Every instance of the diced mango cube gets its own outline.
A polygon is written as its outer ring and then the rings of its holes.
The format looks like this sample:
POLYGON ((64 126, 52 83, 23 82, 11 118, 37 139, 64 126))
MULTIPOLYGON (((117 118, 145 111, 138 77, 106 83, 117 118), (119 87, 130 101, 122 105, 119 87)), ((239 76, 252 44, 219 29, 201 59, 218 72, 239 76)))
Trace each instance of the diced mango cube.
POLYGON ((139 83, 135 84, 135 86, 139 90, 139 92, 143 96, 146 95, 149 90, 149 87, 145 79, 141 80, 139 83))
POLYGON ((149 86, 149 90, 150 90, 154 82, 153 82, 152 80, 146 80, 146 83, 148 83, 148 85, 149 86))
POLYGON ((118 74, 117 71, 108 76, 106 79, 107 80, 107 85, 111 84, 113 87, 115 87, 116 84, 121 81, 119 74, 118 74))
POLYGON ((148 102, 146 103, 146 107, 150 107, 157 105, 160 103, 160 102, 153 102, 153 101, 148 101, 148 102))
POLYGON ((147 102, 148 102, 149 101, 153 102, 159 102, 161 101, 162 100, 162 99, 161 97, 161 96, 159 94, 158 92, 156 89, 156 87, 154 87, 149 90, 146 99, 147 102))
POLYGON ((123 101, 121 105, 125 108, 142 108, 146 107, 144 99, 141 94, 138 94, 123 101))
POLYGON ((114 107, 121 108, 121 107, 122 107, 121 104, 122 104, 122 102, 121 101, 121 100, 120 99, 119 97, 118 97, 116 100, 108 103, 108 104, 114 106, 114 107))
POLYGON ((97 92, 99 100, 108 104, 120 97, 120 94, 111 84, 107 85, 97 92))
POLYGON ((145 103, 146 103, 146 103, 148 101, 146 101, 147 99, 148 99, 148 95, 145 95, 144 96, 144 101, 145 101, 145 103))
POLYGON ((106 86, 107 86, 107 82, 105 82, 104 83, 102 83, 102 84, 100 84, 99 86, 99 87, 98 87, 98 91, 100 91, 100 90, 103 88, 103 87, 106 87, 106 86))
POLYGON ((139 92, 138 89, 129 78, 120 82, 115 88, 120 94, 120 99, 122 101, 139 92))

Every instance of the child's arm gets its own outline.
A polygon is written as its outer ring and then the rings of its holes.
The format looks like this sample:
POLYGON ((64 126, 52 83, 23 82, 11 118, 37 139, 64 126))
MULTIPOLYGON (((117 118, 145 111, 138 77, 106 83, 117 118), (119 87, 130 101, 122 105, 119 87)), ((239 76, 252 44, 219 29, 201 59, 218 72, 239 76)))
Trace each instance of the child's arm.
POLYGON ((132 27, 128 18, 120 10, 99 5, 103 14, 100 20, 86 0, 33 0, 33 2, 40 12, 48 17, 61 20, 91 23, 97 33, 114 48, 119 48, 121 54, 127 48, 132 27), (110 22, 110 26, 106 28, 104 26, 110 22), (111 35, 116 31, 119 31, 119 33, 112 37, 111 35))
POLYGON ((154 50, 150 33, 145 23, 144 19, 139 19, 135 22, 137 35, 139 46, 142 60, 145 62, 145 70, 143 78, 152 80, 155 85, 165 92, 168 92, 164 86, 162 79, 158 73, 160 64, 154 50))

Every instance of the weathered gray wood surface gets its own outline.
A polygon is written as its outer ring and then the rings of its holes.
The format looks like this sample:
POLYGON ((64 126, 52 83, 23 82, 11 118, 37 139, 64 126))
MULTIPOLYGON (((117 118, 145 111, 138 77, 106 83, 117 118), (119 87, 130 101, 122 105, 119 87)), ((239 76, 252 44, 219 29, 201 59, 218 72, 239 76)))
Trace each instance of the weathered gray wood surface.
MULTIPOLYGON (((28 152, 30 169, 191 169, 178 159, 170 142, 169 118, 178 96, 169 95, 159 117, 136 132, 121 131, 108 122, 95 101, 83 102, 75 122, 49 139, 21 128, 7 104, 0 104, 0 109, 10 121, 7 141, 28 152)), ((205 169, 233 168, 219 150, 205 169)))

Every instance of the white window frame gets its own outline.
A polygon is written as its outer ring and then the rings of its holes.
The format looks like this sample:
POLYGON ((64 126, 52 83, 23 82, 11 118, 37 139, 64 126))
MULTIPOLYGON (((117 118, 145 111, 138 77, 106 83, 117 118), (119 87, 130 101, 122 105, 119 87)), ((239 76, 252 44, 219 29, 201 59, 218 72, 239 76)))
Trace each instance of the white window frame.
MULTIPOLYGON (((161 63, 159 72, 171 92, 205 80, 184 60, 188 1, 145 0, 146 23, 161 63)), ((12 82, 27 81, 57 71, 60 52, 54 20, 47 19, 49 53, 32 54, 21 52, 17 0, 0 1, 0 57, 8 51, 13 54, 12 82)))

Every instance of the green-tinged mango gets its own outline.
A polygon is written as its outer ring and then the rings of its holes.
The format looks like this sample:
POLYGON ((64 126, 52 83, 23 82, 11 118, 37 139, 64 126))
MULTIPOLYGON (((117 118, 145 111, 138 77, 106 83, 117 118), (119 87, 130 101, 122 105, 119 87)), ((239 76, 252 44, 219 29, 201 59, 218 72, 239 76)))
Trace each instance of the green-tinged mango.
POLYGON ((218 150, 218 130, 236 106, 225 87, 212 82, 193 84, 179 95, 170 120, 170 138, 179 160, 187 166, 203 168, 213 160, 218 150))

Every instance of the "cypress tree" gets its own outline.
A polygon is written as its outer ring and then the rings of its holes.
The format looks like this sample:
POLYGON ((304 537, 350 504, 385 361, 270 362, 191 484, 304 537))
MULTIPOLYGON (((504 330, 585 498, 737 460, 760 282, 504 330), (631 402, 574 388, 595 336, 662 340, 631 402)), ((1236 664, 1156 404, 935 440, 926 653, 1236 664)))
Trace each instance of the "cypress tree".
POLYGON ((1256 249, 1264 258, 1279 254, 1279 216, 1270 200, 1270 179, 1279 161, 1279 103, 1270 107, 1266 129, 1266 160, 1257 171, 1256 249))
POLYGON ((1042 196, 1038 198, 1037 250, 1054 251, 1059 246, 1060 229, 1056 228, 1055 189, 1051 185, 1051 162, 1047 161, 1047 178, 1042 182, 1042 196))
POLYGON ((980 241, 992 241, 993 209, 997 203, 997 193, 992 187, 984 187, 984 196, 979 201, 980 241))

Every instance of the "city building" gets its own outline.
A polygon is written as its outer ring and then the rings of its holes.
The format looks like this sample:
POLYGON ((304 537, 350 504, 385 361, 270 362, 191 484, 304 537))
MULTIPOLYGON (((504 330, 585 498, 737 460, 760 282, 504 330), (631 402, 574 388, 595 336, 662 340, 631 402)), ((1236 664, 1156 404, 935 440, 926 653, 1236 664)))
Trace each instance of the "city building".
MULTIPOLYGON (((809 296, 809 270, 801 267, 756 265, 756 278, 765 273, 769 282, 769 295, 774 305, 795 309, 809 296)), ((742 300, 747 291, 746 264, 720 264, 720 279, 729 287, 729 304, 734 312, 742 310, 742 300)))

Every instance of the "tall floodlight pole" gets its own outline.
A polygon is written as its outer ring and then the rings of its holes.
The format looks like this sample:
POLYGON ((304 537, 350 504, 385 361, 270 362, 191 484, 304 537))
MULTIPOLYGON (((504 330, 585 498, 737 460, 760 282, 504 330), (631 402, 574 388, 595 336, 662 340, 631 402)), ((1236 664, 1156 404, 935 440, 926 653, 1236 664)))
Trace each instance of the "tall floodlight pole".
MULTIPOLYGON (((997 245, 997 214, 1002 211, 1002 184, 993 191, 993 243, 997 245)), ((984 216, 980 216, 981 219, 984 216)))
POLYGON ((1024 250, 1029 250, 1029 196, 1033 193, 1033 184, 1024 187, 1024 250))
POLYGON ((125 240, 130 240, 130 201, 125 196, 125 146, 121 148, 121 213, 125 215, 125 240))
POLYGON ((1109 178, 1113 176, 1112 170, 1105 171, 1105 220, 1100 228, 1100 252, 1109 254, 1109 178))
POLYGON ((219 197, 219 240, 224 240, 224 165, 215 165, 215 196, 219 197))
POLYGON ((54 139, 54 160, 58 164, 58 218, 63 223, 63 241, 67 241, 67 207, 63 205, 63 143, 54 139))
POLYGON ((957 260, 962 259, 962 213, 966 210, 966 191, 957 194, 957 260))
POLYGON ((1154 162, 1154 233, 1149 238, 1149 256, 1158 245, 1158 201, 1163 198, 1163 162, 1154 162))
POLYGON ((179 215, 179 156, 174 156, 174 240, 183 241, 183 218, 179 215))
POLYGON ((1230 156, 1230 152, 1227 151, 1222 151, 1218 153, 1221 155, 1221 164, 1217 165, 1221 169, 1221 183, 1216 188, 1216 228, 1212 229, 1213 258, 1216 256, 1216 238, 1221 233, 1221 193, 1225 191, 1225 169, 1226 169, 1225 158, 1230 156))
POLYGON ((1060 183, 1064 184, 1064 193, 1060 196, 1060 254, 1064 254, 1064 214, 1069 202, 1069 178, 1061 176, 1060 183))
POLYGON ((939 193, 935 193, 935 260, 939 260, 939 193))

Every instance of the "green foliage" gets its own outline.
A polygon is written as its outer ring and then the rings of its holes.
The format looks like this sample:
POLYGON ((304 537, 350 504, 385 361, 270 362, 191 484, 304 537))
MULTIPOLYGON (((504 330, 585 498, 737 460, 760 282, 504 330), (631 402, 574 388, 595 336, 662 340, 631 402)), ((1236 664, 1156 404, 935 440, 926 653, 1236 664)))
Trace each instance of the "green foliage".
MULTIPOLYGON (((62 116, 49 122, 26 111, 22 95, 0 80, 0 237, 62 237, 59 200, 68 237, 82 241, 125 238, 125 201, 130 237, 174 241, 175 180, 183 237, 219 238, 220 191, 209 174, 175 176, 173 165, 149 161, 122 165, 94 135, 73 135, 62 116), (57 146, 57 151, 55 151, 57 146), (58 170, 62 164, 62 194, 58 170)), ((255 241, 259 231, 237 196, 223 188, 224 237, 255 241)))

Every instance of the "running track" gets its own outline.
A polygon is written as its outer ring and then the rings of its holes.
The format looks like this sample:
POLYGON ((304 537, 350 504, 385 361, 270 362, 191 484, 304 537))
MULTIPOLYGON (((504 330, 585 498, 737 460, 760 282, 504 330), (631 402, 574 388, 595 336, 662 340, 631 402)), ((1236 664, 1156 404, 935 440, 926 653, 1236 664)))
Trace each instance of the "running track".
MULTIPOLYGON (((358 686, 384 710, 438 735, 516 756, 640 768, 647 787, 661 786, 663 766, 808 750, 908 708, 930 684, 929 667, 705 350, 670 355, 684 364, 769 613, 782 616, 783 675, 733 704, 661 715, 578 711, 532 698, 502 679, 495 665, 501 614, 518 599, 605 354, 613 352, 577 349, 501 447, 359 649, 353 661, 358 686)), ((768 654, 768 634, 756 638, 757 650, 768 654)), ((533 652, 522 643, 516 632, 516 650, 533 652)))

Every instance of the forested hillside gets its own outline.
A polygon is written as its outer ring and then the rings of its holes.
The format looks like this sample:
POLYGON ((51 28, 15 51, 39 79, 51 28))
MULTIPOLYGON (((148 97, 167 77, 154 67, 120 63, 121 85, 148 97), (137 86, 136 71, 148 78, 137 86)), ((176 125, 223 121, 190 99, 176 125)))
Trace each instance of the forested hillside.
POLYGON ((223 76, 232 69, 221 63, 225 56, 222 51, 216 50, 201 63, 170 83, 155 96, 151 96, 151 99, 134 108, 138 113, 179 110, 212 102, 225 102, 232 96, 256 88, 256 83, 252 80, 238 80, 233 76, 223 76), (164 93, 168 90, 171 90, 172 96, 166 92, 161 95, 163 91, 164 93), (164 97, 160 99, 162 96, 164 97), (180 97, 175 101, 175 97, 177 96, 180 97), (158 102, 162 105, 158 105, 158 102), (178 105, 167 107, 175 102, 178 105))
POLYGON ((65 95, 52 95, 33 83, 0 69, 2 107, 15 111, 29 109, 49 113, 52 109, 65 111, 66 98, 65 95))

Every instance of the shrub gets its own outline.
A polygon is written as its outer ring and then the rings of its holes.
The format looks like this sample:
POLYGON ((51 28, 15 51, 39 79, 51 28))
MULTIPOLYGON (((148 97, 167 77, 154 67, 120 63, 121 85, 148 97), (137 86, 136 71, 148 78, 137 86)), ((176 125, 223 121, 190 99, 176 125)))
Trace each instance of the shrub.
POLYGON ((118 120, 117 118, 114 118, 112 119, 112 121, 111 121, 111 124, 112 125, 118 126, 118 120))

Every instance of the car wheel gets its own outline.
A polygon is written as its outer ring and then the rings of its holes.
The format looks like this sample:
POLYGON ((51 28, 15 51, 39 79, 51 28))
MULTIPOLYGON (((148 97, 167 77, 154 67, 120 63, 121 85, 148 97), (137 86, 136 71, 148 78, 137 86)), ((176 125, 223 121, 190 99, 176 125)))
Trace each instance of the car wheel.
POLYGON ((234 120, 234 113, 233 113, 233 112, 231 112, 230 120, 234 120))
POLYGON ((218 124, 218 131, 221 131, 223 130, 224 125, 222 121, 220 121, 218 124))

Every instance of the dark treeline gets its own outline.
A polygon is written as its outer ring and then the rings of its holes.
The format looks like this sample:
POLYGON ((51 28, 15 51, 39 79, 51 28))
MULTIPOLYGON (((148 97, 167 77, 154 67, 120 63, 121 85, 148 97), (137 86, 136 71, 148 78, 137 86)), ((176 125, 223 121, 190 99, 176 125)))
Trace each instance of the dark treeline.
━━━━━━━━
**What to work on**
Starting with the line that contains "Every instance of the dark", print each line through the last one in the listing. Include both end lines and add nothing.

**Full output**
Every instance of the dark treeline gets its own outline.
A polygon is written as its outer ring and then the rings of its holes.
The format looks like this sample:
POLYGON ((51 28, 15 51, 39 79, 51 28))
MULTIPOLYGON (((148 97, 167 77, 154 67, 120 63, 121 85, 148 97), (137 86, 136 71, 148 78, 137 86)), ((176 125, 223 121, 190 99, 176 125)))
Trace each instance of the dark treeline.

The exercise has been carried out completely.